• **Exercise details**: Copy word for word the part of the menopause passports article between "Wendy Madden is" and "anything to anybody.", inclusive.

• **Text segment**:
NHS Trust introduces first “menopause passports”

“Menopause passports” are now being offered to staff at the University Hospitals Birmingham Foundation Trust – a first for the NHS

The first “menopause passports” have been introduced to an NHS trust in the UK, allowing women to wear lighter, more breathable uniforms to ease symptoms of menopause.

The University Hospitals Birmingham Foundation Trust is the first NHS trust to offer staff menopause passports after Wendy Madden, a nurse at the hospital, coined the idea. The hospital employs 18,000 women, 5,000 of whom are over 50.

What are menopause passports?

Employees that notify their managers that they are going through perimenopause or menopause will be provided with documents outlining the training and support available to them.

They will be given access to a symptom tracker, and have the option of meeting with their manager to discuss amendments that can be made to make their working environment more comfortable. This could include changing shift patterns or having access to fans or breathable uniforms. 

“It makes sense that we put time and effort into making sure that [women at the trust], and future generations, have the support they need to be happy and comfortable at work, ensuring we retain their immense skills and expertise,” said Cathi Shovlin, chief people officer at the trust.

Who is Wendy Madden?

Wendy Madden is a nurse at The University Hospitals Birmingham Foundation Trust who first experienced menopause symptoms at 45. These included irregular periods, mood swings, anxiety and brain fog, to name a few.

“The menopause passport came about because I wanted to use my experience to help make sure that women can talk openly, with confidence about their symptoms, and to get the support that they need,” Wendy says.

“Coming to work was a real struggle and when I got home I was so tired I would go straight to bed. I thought all women went through the same thing, so I just didn’t say anything to anybody.

“It wasn’t until the symptoms were so bad, that I felt I had no quality of life that I got help from my doctor. HRT made a world of difference, but I was still missing someone to talk to. It wasn’t long afterwards that I became chair of the trust’s Women’s Staff Network, and I began work on the passport.”

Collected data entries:
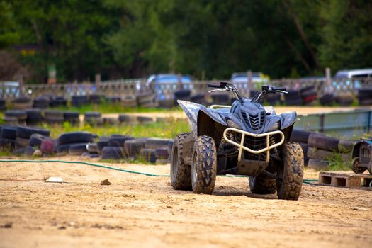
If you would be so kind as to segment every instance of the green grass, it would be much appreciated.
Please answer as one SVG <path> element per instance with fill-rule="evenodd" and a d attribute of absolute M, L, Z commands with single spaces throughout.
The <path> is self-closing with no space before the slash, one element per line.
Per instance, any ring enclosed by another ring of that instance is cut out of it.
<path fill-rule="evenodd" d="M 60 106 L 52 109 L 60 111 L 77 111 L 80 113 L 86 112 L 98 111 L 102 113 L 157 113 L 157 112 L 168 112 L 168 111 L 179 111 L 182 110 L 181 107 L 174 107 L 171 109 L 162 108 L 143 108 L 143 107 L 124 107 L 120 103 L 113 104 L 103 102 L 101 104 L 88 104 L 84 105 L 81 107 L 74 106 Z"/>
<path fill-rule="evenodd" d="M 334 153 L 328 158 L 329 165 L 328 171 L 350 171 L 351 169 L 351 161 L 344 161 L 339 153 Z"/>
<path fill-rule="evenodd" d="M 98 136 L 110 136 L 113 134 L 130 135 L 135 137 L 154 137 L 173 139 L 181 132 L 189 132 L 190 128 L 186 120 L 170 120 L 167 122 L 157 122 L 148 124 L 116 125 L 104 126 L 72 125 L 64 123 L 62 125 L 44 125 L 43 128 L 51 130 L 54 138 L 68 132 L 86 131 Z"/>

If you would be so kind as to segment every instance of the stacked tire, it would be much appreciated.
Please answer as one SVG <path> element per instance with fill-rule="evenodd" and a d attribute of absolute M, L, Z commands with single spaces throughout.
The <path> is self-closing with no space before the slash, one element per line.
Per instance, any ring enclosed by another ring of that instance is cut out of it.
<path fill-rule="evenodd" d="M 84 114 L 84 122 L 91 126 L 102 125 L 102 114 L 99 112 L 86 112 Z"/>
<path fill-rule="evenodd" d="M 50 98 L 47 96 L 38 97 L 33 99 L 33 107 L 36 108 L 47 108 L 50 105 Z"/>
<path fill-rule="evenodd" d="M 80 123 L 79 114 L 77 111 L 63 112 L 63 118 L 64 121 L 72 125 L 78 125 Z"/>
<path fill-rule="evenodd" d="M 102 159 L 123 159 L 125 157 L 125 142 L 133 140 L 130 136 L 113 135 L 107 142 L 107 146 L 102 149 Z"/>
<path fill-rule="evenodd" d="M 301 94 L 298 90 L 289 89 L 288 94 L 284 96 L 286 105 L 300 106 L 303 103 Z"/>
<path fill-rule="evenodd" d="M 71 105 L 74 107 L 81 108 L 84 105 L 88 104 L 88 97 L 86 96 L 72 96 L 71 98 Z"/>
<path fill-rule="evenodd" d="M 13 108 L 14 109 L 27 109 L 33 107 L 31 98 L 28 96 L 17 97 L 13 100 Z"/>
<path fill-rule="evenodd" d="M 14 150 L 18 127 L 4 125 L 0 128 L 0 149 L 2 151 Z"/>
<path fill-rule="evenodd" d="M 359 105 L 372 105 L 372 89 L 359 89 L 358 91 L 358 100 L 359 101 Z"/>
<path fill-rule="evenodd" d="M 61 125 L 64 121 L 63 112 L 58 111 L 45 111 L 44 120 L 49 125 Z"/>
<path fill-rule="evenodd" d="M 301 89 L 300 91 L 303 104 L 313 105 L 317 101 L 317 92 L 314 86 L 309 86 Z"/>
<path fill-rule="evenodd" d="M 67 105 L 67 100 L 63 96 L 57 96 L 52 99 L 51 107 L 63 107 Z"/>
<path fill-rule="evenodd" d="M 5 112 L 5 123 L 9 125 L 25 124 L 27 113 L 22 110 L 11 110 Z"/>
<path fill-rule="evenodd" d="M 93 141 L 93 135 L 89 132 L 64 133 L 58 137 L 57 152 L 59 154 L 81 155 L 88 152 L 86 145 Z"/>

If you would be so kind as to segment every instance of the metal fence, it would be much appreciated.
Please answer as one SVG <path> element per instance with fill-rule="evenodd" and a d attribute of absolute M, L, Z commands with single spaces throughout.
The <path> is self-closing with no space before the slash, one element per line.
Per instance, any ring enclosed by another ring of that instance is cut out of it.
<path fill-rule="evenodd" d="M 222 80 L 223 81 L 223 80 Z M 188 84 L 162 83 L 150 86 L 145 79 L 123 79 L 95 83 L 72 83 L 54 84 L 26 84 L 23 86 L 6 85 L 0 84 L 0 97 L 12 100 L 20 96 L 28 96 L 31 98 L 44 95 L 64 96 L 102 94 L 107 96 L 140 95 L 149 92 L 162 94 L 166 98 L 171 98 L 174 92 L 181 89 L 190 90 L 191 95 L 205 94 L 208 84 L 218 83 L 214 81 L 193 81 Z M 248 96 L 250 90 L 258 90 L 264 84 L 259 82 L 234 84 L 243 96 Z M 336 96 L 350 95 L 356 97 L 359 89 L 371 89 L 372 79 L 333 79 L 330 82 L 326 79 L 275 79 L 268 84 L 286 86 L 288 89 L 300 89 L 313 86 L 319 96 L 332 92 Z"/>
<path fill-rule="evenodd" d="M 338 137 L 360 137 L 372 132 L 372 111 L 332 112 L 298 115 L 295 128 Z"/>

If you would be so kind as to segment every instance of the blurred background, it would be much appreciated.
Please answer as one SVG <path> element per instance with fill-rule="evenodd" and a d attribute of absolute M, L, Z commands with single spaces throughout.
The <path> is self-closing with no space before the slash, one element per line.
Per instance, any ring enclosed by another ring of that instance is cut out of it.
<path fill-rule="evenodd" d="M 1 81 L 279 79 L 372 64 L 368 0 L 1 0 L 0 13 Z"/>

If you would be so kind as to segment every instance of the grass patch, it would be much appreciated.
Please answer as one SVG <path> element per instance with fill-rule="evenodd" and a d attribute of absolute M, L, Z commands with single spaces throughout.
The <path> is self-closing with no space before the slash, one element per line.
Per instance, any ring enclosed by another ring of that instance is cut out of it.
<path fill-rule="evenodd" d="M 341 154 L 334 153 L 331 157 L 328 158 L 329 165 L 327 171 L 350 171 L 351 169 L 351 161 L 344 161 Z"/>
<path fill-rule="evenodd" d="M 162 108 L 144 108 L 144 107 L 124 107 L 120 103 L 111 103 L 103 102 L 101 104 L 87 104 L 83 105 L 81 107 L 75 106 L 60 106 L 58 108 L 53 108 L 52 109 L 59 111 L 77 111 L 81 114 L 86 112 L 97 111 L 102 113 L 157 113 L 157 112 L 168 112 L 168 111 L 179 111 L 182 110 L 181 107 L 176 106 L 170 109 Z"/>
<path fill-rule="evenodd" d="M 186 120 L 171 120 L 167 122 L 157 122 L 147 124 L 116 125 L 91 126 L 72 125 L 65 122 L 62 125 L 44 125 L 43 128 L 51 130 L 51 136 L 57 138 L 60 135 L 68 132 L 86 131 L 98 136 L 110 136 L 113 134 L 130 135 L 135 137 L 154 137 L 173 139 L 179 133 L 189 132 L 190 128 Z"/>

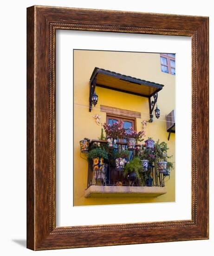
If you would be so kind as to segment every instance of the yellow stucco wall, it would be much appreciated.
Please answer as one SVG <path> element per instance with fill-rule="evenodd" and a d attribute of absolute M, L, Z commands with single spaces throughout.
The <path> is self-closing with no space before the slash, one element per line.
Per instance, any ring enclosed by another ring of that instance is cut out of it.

• **Solved exercise**:
Wendy Madden is a nurse at The University Hospitals Birmingham Foundation Trust who first experienced menopause symptoms at 45. These included irregular periods, mood swings, anxiety and brain fog, to name a few.

“The menopause passport came about because I wanted to use my experience to help make sure that women can talk openly, with confidence about their symptoms, and to get the support that they need,” Wendy says.

“Coming to work was a real struggle and when I got home I was so tired I would go straight to bed. I thought all women went through the same thing, so I just didn’t say anything to anybody.